Copy the entries word for word, everything from the very first line down to the line containing "pixel 539 358", including both of those lines.

___ THE INPUT ___

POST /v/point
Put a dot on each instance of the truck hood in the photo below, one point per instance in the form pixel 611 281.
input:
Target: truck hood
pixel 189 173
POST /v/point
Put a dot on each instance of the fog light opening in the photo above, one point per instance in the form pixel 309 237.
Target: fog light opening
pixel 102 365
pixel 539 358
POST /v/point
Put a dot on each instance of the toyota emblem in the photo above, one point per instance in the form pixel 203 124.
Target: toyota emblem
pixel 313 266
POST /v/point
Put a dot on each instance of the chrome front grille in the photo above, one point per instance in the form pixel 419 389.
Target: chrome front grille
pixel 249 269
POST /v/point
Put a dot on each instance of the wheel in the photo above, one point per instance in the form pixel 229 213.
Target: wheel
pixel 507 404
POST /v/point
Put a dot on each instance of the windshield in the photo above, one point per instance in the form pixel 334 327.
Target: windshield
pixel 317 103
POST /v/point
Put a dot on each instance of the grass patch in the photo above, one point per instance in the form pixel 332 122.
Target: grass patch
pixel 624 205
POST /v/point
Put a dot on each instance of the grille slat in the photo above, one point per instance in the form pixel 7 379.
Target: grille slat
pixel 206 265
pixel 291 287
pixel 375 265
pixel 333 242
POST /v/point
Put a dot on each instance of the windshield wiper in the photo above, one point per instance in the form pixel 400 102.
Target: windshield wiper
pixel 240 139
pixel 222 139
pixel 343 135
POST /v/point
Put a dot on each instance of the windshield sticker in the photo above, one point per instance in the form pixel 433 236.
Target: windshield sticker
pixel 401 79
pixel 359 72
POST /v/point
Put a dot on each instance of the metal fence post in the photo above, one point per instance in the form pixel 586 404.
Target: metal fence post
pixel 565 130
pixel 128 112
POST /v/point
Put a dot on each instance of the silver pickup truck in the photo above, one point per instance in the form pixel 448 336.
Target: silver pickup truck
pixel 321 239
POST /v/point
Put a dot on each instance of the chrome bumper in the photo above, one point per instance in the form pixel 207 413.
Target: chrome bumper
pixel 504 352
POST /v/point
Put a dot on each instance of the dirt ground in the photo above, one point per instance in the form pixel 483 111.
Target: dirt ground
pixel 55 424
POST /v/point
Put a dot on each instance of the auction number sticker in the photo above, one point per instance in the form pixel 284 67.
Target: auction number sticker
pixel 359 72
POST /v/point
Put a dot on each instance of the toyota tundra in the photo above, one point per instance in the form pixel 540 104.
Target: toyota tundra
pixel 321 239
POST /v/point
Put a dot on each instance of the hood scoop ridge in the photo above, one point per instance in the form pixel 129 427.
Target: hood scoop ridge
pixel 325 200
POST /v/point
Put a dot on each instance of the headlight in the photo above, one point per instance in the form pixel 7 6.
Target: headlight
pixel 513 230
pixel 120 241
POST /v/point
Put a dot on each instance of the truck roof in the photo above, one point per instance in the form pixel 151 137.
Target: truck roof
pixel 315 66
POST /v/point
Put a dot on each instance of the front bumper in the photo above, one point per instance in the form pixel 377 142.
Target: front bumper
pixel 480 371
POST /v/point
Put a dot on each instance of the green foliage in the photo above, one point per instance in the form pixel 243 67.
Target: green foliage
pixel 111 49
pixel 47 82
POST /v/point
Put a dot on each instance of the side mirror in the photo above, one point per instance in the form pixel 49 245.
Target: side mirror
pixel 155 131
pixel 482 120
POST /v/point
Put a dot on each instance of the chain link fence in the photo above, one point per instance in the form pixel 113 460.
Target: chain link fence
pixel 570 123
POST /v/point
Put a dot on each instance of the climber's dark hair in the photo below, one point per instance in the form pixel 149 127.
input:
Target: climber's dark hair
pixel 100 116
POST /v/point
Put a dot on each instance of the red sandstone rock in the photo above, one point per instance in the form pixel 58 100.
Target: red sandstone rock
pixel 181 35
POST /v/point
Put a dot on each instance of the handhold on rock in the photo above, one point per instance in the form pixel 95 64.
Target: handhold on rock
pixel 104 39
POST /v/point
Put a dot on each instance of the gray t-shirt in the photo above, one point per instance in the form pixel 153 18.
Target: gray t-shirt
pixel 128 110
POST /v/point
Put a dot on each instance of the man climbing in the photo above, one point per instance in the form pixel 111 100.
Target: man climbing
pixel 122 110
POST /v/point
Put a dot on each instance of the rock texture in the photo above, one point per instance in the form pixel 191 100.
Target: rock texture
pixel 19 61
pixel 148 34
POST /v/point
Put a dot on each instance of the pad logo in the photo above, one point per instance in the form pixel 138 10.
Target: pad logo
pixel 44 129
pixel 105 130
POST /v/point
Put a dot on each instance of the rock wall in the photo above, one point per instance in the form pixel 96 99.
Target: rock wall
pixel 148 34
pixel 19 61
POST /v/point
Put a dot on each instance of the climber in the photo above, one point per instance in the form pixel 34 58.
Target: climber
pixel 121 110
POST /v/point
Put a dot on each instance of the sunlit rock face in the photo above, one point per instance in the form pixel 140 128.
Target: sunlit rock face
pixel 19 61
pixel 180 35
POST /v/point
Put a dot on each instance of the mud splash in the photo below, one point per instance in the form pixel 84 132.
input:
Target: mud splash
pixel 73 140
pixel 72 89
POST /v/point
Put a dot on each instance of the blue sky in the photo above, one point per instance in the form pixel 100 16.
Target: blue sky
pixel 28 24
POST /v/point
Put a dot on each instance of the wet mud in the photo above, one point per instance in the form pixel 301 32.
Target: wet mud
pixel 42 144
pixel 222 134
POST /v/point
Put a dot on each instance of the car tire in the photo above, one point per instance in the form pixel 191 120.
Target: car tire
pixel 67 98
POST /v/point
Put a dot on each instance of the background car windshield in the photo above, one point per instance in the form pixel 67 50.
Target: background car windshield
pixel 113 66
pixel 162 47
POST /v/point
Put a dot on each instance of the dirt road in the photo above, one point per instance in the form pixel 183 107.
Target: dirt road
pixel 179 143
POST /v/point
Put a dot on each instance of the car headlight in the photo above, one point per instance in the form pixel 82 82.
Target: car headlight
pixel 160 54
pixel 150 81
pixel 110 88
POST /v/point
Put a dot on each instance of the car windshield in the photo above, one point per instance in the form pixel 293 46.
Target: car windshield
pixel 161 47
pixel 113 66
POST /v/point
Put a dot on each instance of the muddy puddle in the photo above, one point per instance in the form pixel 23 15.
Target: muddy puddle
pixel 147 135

___

* **EXERCISE OUTPUT**
POST /v/point
Put a dot on each instance of the truck hood in the photo below, one point per instance in the form pixel 611 281.
input:
Target: truck hood
pixel 189 173
POST /v/point
Put a dot on each instance of the fog light opening in the photo above, one point per instance in the form pixel 309 237.
Target: fog light opening
pixel 102 365
pixel 539 358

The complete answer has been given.